TASK DESCRIPTION: Write out the data exactly, every line included.

SOURCE DATA:

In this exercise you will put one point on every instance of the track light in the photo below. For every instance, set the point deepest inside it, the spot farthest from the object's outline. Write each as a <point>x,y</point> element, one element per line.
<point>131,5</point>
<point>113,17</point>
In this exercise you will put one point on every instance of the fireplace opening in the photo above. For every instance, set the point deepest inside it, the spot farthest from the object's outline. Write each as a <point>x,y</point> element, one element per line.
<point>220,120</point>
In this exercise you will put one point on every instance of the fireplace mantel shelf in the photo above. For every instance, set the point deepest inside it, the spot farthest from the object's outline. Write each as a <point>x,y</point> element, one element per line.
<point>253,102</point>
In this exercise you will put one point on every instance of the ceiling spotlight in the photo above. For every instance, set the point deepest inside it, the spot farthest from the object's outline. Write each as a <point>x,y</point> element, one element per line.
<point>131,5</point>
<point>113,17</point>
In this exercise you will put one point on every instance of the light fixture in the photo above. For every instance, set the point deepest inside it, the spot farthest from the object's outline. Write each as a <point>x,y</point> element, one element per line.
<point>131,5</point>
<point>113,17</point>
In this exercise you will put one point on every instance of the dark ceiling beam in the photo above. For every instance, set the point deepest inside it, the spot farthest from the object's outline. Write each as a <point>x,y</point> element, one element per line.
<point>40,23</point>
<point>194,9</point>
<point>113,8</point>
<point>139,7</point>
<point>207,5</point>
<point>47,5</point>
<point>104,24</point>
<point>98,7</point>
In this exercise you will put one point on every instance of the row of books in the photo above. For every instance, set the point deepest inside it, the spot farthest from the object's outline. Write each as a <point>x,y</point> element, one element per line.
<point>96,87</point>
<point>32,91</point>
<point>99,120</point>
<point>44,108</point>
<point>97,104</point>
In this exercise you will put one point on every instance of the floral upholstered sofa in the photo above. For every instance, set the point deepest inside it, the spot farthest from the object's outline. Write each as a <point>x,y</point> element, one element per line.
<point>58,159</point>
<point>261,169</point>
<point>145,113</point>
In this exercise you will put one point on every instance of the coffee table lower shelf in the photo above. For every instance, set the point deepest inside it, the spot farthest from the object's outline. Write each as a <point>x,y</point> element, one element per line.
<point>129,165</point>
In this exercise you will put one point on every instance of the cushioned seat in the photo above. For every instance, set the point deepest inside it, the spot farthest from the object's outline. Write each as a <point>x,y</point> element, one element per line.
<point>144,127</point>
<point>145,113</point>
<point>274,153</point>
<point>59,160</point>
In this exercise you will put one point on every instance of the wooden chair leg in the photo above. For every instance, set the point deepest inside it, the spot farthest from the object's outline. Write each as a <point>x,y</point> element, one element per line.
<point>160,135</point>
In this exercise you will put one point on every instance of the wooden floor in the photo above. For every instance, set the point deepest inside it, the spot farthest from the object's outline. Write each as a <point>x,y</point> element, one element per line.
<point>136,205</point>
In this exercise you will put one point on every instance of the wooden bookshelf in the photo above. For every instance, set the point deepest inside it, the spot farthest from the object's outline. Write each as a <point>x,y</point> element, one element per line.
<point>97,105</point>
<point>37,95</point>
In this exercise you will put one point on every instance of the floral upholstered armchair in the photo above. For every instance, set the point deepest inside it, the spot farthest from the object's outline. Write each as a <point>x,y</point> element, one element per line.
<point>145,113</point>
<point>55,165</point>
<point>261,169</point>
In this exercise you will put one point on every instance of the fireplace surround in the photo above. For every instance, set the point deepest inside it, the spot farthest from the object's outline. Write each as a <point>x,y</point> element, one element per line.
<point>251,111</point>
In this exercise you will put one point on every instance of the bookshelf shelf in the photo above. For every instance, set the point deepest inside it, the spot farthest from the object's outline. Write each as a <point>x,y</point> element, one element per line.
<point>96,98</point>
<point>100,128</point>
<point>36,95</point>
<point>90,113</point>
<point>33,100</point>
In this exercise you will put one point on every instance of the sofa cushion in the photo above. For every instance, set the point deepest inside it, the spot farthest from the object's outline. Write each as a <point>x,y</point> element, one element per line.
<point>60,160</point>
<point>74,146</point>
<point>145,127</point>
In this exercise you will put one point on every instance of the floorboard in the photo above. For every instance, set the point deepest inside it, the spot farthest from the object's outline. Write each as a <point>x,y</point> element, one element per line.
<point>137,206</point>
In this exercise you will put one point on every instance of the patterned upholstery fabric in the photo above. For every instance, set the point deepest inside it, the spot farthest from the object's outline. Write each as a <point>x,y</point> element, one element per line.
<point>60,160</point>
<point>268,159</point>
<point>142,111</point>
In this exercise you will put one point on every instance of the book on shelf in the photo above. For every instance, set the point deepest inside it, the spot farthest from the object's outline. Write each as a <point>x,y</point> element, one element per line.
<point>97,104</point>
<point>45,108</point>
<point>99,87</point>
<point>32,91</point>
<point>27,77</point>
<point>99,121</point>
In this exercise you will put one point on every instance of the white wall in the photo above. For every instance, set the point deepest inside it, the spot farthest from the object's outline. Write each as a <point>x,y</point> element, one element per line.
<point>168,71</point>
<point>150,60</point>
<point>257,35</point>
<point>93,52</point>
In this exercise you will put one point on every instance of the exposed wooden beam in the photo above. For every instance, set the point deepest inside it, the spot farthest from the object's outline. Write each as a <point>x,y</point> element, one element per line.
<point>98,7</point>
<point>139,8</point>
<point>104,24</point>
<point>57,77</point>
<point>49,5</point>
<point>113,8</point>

SOLUTION:
In this exercise you will put one point on every instance of the track light in the photo below. For every instance, set the point deepest inside it, the spot farthest from the object's outline. Write each as a <point>x,y</point> element, one element per line.
<point>131,5</point>
<point>113,17</point>
In this exercise you will put one point on every instance of the fireplace opening in the photo above. For every instance, set the point deepest inside it, the spot farthest from the object's outline. Write each as a <point>x,y</point> element, one element per line.
<point>220,120</point>
In this exercise you will put one point on every instance of the fireplace mantel shelf in the photo above. For every instance, set the point deepest inside it, the spot farthest from the object's outline. Write each as a <point>x,y</point> element, one element per line.
<point>253,102</point>
In this exercise you will put one point on every instance of the ceiling spotlight in the photo above. For every instance, set the point deepest inside it, the spot farthest from the object's outline. Write each as a <point>x,y</point> element, one element per line.
<point>131,5</point>
<point>113,17</point>
In this exercise you will put one point on every instance of the light fixture in the photo above. For every instance, set the point deepest inside it, the spot farthest from the object's outline. Write each as a <point>x,y</point> element, one element per line.
<point>131,5</point>
<point>113,17</point>
In this exercise you will put one point on every instance of the dark ceiling beam in the photo above. For every instance, set the point deepest inside it, the spot farthest from the object's outline. Write each as a <point>x,y</point> element, one element per line.
<point>40,23</point>
<point>194,9</point>
<point>113,8</point>
<point>139,7</point>
<point>207,5</point>
<point>47,5</point>
<point>104,24</point>
<point>98,7</point>
In this exercise you will put one point on every instance of the row of books in the photo above. For every instance, set the point deepest inside it, the spot farthest from the object's outline. Write each as a <point>x,y</point> element, one element per line.
<point>96,87</point>
<point>32,91</point>
<point>99,120</point>
<point>44,108</point>
<point>97,104</point>
In this exercise you will put one point on every instance of the floral upholstered sofa in the photo above. For every instance, set the point deepest inside it, the spot farthest from the object's outline. Write each as a <point>x,y</point> element, one element per line.
<point>58,159</point>
<point>261,169</point>
<point>145,113</point>
In this exercise you will put one point on every instance of the coffee table lower shelf in the photo above. For every instance, set the point deepest inside it, the spot farthest from the object's outline. Write each as a <point>x,y</point> element, one element per line.
<point>129,165</point>
In this exercise you will put one point on every instance of the cushioned seat in the photo above. For every instance, set the point deepest inside it, the spot farthest from the object's outline. Write each as a <point>x,y</point> element, one element per line.
<point>144,127</point>
<point>145,113</point>
<point>274,153</point>
<point>59,160</point>
In this exercise you will put one point on every instance of the wooden chair leg in the photo above. For every instance, set the point deepest inside it, the spot farthest from the object's outline. Write each as a <point>x,y</point> element, one element per line.
<point>160,135</point>
In this exercise you will put one point on every instance of the wooden floor in the photo above. For every instance, set the point deepest inside it, the spot farthest from the object's outline. Write each as a <point>x,y</point> element, one element per line.
<point>136,205</point>
In this exercise you will put one point on every instance of the wooden bookshelf in the photo above. For every instance, set the point deepest inside it, the spot farthest from the object's outline. Write each as a <point>x,y</point> element, one element per line.
<point>97,105</point>
<point>37,95</point>
In this exercise you will put one point on every instance of the floral upholstered armchair in the photo above. For every instance, set the point deepest inside it, the spot farthest from the object's outline. Write each as a <point>x,y</point> element, one element per line.
<point>145,113</point>
<point>55,165</point>
<point>261,169</point>
In this exercise you will put one point on every instance of the fireplace surround in the photo above. For every instance, set the point deepest inside it, the spot farthest from the object's outline. Write each as a <point>x,y</point> element, one element per line.
<point>251,111</point>
In this exercise you will put one point on every instance of the bookshelf shelf in the photo above. For every instance, set the point deepest inside it, the spot farthest from the object's outline. Write each as a <point>x,y</point> element, one element per line.
<point>96,98</point>
<point>100,128</point>
<point>36,95</point>
<point>90,113</point>
<point>33,100</point>
In this exercise you will put one point on every instance of the sofa cushion in the photo above. For every instance, set the point deepest inside it, the spot farthest from the object's outline. Write each as a <point>x,y</point> element, one element per line.
<point>60,160</point>
<point>74,146</point>
<point>145,127</point>
In this exercise you will put one point on every instance of the floorboard in the photo above. For every instance, set the point deepest inside it, the spot farthest from the object's outline. Write each as a <point>x,y</point> element, one element per line.
<point>137,206</point>
In this exercise you will put one point on every instance of the patterned upholstery fabric in the photo above. For every instance, set the point deepest inside it, the spot farthest from the object's outline. Write each as a <point>x,y</point> element, one element per line.
<point>60,160</point>
<point>268,159</point>
<point>142,111</point>
In this exercise you will put one point on every instance of the book on shelf in the photo above. For every instance, set the point deepest inside it, the spot farthest from the object's outline. Write each as a <point>x,y</point> element, one element per line.
<point>97,104</point>
<point>45,108</point>
<point>99,87</point>
<point>32,91</point>
<point>27,77</point>
<point>99,121</point>
In this exercise you will put one point on every instance of the white wall in the photo above. For every instance, set the point deepest inside it, the spot farthest from the object's outline. Write each as a <point>x,y</point> element, one element per line.
<point>168,71</point>
<point>150,60</point>
<point>257,35</point>
<point>93,52</point>
In this exercise you will put one point on every instance of the exposed wooden beam in the photo above. For every instance, set the point deepest inside it, the spot farthest from the object's outline. Write each as a <point>x,y</point> element, one element per line.
<point>98,7</point>
<point>139,8</point>
<point>104,24</point>
<point>57,77</point>
<point>49,5</point>
<point>113,8</point>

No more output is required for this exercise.